ABOUT THIS EXERCISE – Only the text of the records, copied exactly, is wanted; no pictures.

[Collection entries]

--- START ---

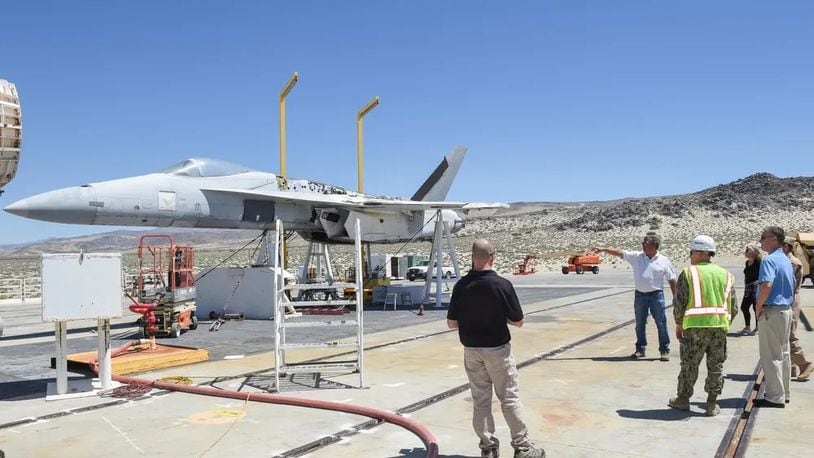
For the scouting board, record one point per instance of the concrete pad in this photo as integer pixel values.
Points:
(584, 401)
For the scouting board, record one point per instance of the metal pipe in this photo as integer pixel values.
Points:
(283, 94)
(359, 150)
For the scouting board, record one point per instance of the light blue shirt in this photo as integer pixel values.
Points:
(777, 270)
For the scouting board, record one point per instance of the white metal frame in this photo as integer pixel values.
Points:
(441, 232)
(279, 302)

--- END ---

WRITTEN REPLY –
For the scouting board, record one point per instance of the concrete pad in this photo as integer pixel values.
Points:
(584, 401)
For the scouting board, record one point per instance of the metal pipe in this photo as integer pixel values.
Points:
(283, 94)
(359, 150)
For the scouting board, record one point per instance of the light blue shirt in this photo as integer pixel values.
Points:
(777, 270)
For the scouting board, record one point per instance of the white metal frame in this photo as integer pixel values.
Points:
(441, 232)
(279, 302)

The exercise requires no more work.